#### WHAT TO PRODUCE:
Write out every line of all the items below as a numbered list, omitting any blank lines.

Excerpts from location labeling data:
┌──

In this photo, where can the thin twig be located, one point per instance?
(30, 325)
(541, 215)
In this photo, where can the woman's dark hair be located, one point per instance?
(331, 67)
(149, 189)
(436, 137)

└──

#### ANSWER:
1. In this photo, where can the thin twig be located, one point per instance?
2. (30, 325)
3. (541, 215)
4. In this photo, where can the woman's dark hair be located, one point per instance?
5. (331, 67)
6. (149, 189)
7. (436, 137)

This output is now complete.